◆ Work to complete
Write out each of the lines below word for word, but leave the pictures out of your copy.

◆ Data supplied
┌──

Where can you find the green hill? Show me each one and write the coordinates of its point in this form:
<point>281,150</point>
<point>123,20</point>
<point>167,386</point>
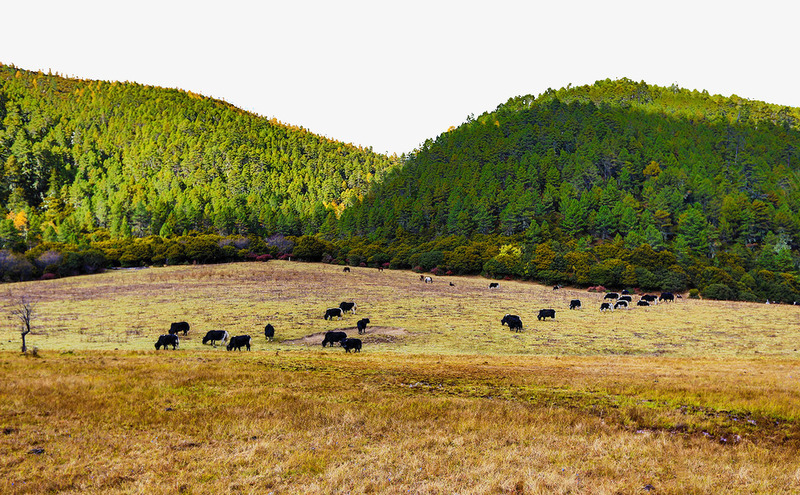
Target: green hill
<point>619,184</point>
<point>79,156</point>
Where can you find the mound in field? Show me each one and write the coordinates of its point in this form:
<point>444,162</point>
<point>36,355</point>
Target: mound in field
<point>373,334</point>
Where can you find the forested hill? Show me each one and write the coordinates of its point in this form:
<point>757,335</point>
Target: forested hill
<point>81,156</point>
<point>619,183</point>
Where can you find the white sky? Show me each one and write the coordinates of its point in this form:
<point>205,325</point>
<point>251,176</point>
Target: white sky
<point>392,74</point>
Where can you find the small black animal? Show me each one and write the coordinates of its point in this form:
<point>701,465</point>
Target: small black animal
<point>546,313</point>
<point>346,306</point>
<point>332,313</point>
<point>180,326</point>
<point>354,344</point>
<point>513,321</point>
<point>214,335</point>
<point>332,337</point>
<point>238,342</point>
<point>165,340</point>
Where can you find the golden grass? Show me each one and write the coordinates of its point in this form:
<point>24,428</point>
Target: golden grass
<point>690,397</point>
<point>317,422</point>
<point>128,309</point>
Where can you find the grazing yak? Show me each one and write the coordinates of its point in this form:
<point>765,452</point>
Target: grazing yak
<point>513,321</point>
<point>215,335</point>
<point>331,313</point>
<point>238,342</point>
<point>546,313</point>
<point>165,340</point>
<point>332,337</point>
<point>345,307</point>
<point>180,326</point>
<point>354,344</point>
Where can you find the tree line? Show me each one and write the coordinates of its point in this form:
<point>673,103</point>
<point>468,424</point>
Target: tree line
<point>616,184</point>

└──

◆ Answer to the task
Where can you find the green hill? Show me each one and write the coordinates of its point in this form:
<point>281,150</point>
<point>123,20</point>
<point>167,386</point>
Target: green hill
<point>619,184</point>
<point>79,156</point>
Where can you find the mound in field? Show me each one and write the coordinates of its point in this form:
<point>444,162</point>
<point>36,355</point>
Target: mound in field
<point>373,334</point>
Where can you find the forested hill? Show me each one and write the coordinates of its point in this form:
<point>757,335</point>
Target: forested hill
<point>81,156</point>
<point>619,183</point>
Where can you find the white sky? Show me each one and write the coordinates of its point in this form:
<point>205,325</point>
<point>251,176</point>
Target: white sky
<point>392,74</point>
Where can you find the small black animal? Show me each one and write the coordinates of its point in this form:
<point>701,465</point>
Target: small black animal
<point>546,313</point>
<point>346,306</point>
<point>332,313</point>
<point>180,326</point>
<point>354,344</point>
<point>513,321</point>
<point>214,335</point>
<point>332,337</point>
<point>238,342</point>
<point>165,340</point>
Where can you find the golden grass? Show me each one and write the coordinates of its point in this form:
<point>24,428</point>
Target: golden grass
<point>690,397</point>
<point>317,422</point>
<point>128,309</point>
Where can you find the grazing yak? Show me each one and write the coordinates of its point in this form:
<point>765,452</point>
Target: grazing yak
<point>513,321</point>
<point>215,335</point>
<point>331,313</point>
<point>238,342</point>
<point>546,313</point>
<point>165,340</point>
<point>332,337</point>
<point>345,307</point>
<point>180,326</point>
<point>354,344</point>
Where can you find the tree line? Show me each one and write the coordinates of its point in this form:
<point>673,103</point>
<point>468,424</point>
Target: tree line
<point>616,184</point>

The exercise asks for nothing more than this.